ABOUT THIS EXERCISE -> In the records below, the line with "Find the plastic" and every line after it must be written out exactly; no pictures belong in the result.

MATERIAL PROVIDED ->
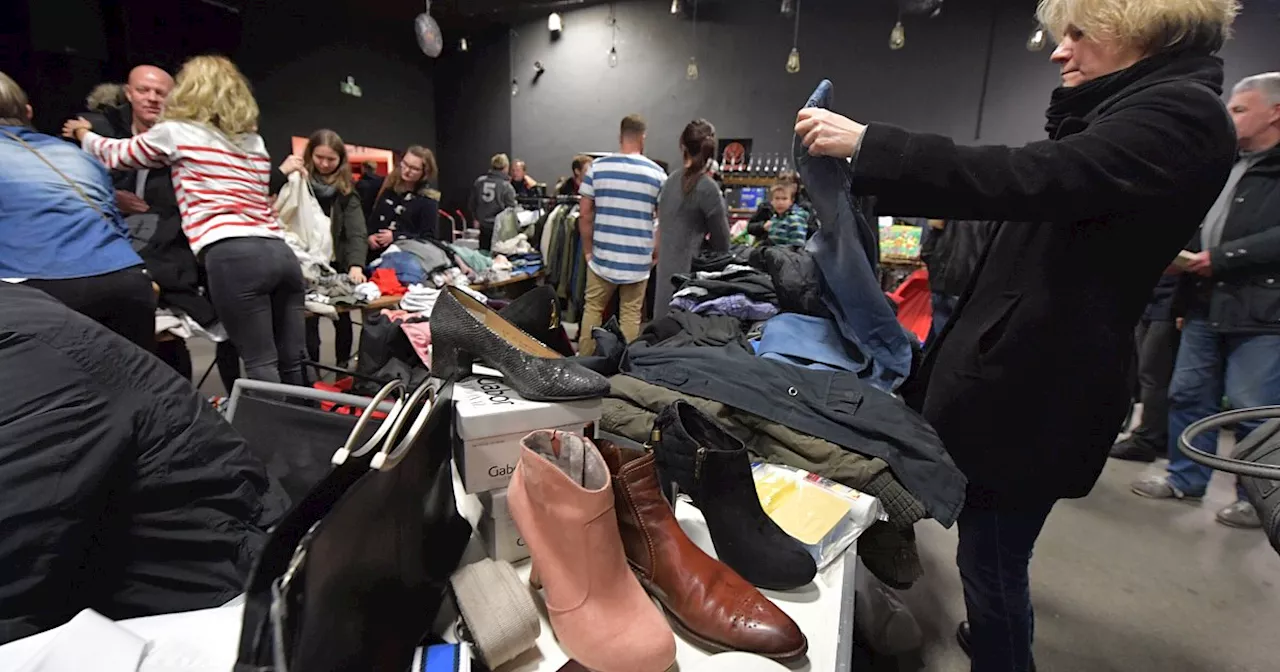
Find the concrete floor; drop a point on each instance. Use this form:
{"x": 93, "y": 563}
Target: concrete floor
{"x": 1120, "y": 583}
{"x": 1125, "y": 584}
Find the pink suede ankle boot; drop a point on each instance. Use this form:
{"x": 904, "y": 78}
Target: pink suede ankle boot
{"x": 562, "y": 502}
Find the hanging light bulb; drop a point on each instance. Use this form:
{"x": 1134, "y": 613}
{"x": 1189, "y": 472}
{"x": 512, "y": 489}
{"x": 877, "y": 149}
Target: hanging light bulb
{"x": 897, "y": 36}
{"x": 794, "y": 60}
{"x": 1036, "y": 42}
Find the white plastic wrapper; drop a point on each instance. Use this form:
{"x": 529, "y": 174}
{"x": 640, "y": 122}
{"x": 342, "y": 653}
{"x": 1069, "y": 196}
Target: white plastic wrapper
{"x": 823, "y": 515}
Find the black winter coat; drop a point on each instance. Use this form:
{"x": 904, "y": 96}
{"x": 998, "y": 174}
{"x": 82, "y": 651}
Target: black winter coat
{"x": 1243, "y": 295}
{"x": 1028, "y": 383}
{"x": 124, "y": 492}
{"x": 952, "y": 252}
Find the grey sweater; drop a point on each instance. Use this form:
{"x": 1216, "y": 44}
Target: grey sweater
{"x": 684, "y": 222}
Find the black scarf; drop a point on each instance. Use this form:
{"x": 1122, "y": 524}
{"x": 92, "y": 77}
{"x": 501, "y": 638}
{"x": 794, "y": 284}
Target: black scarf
{"x": 1078, "y": 101}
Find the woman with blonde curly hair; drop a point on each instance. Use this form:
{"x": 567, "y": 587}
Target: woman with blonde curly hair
{"x": 220, "y": 173}
{"x": 1028, "y": 383}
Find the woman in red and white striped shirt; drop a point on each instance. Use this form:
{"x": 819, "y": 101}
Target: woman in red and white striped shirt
{"x": 220, "y": 172}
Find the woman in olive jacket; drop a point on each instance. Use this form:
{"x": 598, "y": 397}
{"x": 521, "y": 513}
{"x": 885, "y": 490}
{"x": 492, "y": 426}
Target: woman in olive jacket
{"x": 325, "y": 164}
{"x": 1028, "y": 384}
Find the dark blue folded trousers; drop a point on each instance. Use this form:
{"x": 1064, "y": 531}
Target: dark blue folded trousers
{"x": 846, "y": 251}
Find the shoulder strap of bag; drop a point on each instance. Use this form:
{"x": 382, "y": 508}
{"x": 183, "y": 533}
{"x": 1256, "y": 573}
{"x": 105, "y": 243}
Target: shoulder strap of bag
{"x": 54, "y": 168}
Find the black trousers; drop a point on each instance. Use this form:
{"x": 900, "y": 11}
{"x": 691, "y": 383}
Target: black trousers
{"x": 256, "y": 288}
{"x": 123, "y": 301}
{"x": 342, "y": 339}
{"x": 1157, "y": 351}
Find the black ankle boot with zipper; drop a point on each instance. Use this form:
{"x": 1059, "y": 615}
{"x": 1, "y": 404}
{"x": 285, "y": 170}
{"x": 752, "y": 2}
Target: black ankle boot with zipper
{"x": 695, "y": 456}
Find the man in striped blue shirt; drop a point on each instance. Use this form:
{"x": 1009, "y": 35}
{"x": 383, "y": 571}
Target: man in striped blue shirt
{"x": 620, "y": 232}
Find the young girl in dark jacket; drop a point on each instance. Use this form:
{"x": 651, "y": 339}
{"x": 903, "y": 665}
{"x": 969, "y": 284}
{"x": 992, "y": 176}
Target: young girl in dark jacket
{"x": 325, "y": 165}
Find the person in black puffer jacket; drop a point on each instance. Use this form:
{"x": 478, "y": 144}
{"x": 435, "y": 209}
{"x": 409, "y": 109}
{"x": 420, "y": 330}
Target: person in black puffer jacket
{"x": 126, "y": 493}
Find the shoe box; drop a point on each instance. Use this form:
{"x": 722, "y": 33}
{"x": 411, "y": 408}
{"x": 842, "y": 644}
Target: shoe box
{"x": 498, "y": 531}
{"x": 490, "y": 419}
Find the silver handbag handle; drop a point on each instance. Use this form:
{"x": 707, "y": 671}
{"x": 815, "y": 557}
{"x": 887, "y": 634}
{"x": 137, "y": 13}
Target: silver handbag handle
{"x": 387, "y": 458}
{"x": 347, "y": 448}
{"x": 1225, "y": 464}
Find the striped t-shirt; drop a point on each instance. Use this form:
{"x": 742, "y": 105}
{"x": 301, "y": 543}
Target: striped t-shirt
{"x": 220, "y": 182}
{"x": 625, "y": 190}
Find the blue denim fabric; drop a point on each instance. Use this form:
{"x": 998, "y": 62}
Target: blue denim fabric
{"x": 995, "y": 556}
{"x": 1243, "y": 368}
{"x": 48, "y": 231}
{"x": 846, "y": 254}
{"x": 809, "y": 342}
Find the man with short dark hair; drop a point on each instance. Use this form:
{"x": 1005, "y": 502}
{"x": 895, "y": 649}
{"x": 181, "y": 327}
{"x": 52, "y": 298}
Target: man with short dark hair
{"x": 574, "y": 183}
{"x": 490, "y": 195}
{"x": 620, "y": 232}
{"x": 521, "y": 181}
{"x": 147, "y": 200}
{"x": 1230, "y": 342}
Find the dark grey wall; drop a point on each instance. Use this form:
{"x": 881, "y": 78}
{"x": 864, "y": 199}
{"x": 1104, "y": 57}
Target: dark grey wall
{"x": 744, "y": 88}
{"x": 297, "y": 55}
{"x": 472, "y": 101}
{"x": 935, "y": 85}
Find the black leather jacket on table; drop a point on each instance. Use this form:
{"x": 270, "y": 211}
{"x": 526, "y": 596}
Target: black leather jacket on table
{"x": 1243, "y": 295}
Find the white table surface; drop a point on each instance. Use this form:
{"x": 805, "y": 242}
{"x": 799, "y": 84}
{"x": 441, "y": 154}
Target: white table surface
{"x": 206, "y": 640}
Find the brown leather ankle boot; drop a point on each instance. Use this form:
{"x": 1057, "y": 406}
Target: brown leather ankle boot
{"x": 708, "y": 602}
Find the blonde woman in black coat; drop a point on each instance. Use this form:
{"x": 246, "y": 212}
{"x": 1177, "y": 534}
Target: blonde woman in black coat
{"x": 1029, "y": 383}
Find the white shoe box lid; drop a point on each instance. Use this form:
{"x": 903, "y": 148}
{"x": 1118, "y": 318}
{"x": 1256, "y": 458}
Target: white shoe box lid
{"x": 485, "y": 406}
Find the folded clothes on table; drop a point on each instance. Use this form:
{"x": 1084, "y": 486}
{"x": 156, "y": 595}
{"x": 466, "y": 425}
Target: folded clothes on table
{"x": 734, "y": 305}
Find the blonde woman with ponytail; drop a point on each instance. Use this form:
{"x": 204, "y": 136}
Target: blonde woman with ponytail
{"x": 691, "y": 211}
{"x": 220, "y": 173}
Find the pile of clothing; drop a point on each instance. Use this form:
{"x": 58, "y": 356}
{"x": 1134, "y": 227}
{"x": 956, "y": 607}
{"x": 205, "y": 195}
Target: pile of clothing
{"x": 736, "y": 291}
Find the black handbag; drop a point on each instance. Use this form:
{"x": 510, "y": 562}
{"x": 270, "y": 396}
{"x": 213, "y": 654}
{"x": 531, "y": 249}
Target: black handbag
{"x": 355, "y": 575}
{"x": 1256, "y": 461}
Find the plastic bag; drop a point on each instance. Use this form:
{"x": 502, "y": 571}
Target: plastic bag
{"x": 824, "y": 516}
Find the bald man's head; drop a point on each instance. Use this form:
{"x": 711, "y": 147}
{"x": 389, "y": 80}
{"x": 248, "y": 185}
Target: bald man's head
{"x": 147, "y": 88}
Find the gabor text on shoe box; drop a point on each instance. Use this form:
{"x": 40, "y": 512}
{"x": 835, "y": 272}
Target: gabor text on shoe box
{"x": 502, "y": 540}
{"x": 490, "y": 421}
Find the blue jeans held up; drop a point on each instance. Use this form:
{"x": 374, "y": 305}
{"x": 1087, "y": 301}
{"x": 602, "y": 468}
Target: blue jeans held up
{"x": 846, "y": 254}
{"x": 995, "y": 557}
{"x": 1246, "y": 369}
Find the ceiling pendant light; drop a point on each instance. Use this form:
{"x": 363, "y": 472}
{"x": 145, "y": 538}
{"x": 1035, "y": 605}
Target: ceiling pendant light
{"x": 794, "y": 56}
{"x": 1036, "y": 42}
{"x": 691, "y": 69}
{"x": 613, "y": 39}
{"x": 897, "y": 36}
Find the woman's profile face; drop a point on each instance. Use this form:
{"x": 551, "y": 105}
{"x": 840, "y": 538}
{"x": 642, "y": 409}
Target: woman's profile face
{"x": 324, "y": 159}
{"x": 1083, "y": 59}
{"x": 411, "y": 168}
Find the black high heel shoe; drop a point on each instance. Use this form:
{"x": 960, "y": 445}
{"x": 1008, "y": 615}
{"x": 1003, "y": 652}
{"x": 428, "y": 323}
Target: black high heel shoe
{"x": 465, "y": 330}
{"x": 705, "y": 462}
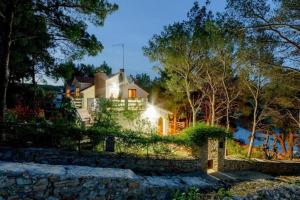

RESPONSE AREA ->
Find the plastic bag; drop a point on each instance. Use this form:
{"x": 502, "y": 571}
Target: plastic bag
{"x": 824, "y": 516}
Find the bald man's head; drop a point on each instance. Use this form:
{"x": 711, "y": 147}
{"x": 389, "y": 80}
{"x": 248, "y": 185}
Target: bald man's head
{"x": 147, "y": 88}
Find the gabor text on shoe box; drop a point on each instance. Use this form:
{"x": 40, "y": 512}
{"x": 835, "y": 272}
Target: gabor text on shoe box
{"x": 502, "y": 540}
{"x": 490, "y": 421}
Find the blue jeans held up; drop a point on each instance. Use this form:
{"x": 374, "y": 305}
{"x": 1087, "y": 301}
{"x": 602, "y": 468}
Target: blue jeans held up
{"x": 846, "y": 254}
{"x": 995, "y": 557}
{"x": 1246, "y": 369}
Find the ceiling pendant light; drop a point on each instance. Use this form:
{"x": 363, "y": 472}
{"x": 145, "y": 538}
{"x": 1035, "y": 605}
Target: ceiling pendant light
{"x": 794, "y": 56}
{"x": 1036, "y": 42}
{"x": 691, "y": 69}
{"x": 613, "y": 39}
{"x": 897, "y": 36}
Find the woman's profile face; drop a point on each instance. Use this form:
{"x": 551, "y": 105}
{"x": 840, "y": 538}
{"x": 642, "y": 409}
Target: woman's profile face
{"x": 324, "y": 159}
{"x": 1083, "y": 59}
{"x": 411, "y": 168}
Find the black high heel shoe; drop a point on each instance. Use this form:
{"x": 960, "y": 445}
{"x": 1008, "y": 615}
{"x": 1003, "y": 652}
{"x": 428, "y": 323}
Target: black high heel shoe
{"x": 465, "y": 330}
{"x": 705, "y": 462}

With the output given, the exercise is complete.